§ **Task**
Starting at the line with "Can you find the pointing" and continuing through the end of the material, rewrite those lines with the requests left as they are. Multiply every point coordinate in the answers by 2.55 and round to whole numbers, rounding halves up.

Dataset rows
>>>>>
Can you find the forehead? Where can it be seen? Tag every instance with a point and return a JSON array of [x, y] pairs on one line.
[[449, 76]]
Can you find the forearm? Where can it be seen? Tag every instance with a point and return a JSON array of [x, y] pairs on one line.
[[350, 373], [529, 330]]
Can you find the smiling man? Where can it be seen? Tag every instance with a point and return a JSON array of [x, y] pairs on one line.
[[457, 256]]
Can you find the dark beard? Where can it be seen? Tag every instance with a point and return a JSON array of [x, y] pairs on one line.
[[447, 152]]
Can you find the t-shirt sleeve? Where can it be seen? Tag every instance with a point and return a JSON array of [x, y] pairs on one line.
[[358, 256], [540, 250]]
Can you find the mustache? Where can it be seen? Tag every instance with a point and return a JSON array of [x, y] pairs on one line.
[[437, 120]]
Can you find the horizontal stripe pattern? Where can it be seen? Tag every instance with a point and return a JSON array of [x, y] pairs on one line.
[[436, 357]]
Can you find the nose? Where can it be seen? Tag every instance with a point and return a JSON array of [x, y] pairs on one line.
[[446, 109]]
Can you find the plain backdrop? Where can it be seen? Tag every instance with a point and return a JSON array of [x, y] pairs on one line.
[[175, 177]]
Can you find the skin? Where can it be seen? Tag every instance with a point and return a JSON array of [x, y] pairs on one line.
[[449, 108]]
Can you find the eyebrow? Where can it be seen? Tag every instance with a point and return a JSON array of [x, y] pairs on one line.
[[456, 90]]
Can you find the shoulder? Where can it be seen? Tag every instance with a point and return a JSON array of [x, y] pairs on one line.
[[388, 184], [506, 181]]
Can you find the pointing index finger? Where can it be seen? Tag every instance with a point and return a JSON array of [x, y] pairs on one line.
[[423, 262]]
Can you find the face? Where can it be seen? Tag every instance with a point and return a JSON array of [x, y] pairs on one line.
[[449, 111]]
<<<<<
§ **Written answer**
Can you find the pointing index finger? Where can it be seen? Tag every instance with a point and return a JSON array of [x, y] pairs on one line.
[[1079, 668]]
Can you find the face? Where can it be seen? Tag every instance with a point and return a JSON array of [x, y] pairs on one line.
[[1145, 283]]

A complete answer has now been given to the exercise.